• _WHAT TO DO_
Everything from the line containing "Target: fly's front leg" to the close of the records below should be output exactly, line by line, with no other lines given.

• _INPUT MATERIAL_
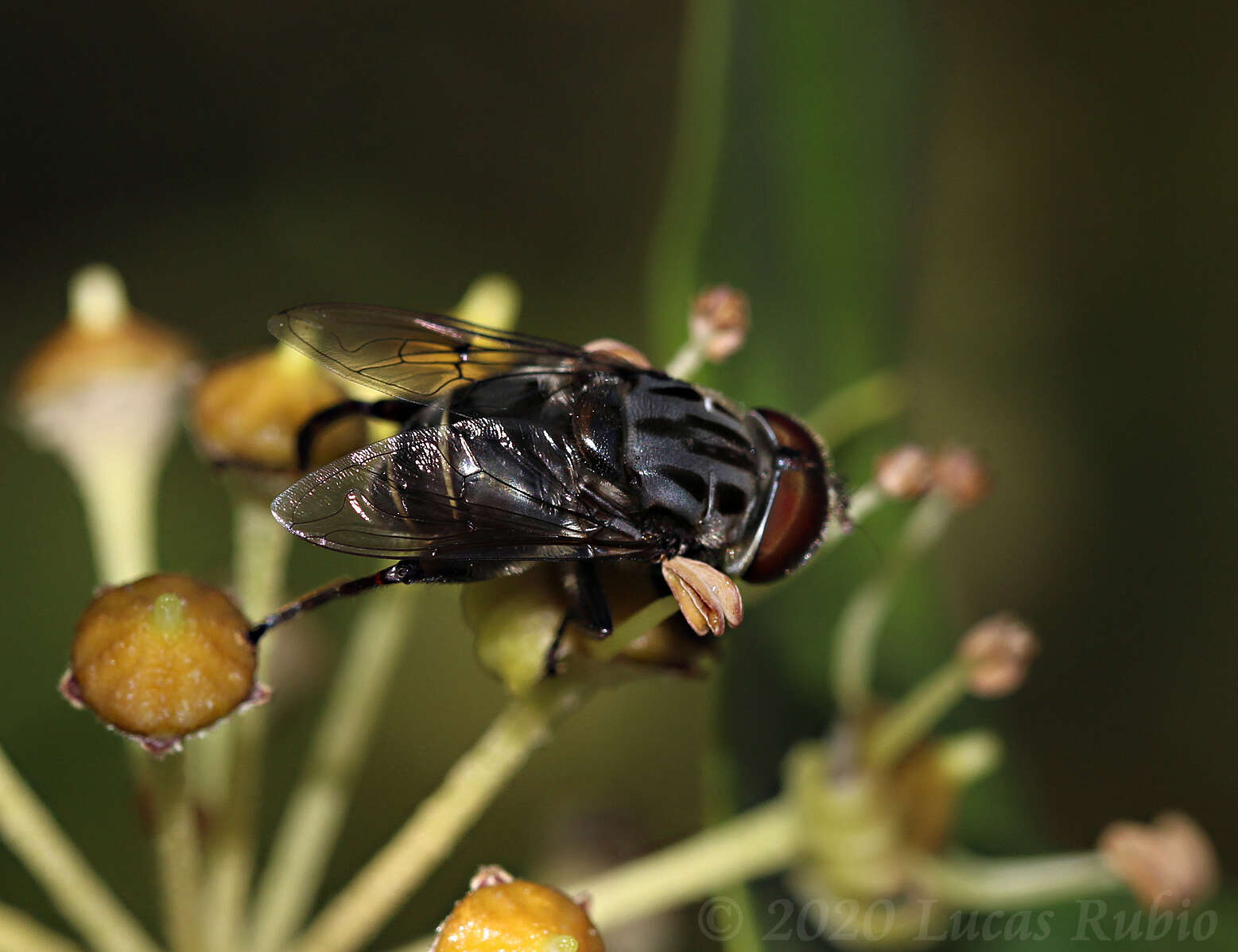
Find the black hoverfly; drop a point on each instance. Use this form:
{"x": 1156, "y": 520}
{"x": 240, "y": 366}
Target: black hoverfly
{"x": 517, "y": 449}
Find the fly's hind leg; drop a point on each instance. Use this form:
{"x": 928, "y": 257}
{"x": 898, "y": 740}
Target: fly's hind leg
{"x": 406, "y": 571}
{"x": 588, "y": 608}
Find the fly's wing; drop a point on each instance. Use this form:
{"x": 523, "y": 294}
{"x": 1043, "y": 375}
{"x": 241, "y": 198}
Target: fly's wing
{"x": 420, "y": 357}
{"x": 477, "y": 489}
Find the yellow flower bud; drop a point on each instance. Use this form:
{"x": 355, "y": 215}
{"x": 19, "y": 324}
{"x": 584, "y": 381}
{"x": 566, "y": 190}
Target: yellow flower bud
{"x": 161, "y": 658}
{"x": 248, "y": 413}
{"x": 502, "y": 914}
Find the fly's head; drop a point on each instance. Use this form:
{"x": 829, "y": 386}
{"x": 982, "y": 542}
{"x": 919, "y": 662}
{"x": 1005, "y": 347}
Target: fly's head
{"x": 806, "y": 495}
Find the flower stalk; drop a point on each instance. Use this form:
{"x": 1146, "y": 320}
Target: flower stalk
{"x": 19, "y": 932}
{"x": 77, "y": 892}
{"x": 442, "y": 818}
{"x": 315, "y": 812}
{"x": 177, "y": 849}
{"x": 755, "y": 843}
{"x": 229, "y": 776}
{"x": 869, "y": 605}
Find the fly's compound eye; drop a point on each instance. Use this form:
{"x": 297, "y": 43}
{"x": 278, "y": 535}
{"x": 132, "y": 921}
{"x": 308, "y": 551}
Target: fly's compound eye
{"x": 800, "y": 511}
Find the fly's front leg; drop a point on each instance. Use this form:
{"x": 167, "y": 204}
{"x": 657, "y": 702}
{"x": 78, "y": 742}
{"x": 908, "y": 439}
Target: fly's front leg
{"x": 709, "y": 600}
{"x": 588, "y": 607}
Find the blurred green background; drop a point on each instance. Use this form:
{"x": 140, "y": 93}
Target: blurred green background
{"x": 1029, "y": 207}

• _ANSWER_
Target: fly's front leg
{"x": 709, "y": 600}
{"x": 588, "y": 607}
Find the blurred green background; drop a point on each instance. Use this form:
{"x": 140, "y": 93}
Target: blurred green background
{"x": 1029, "y": 207}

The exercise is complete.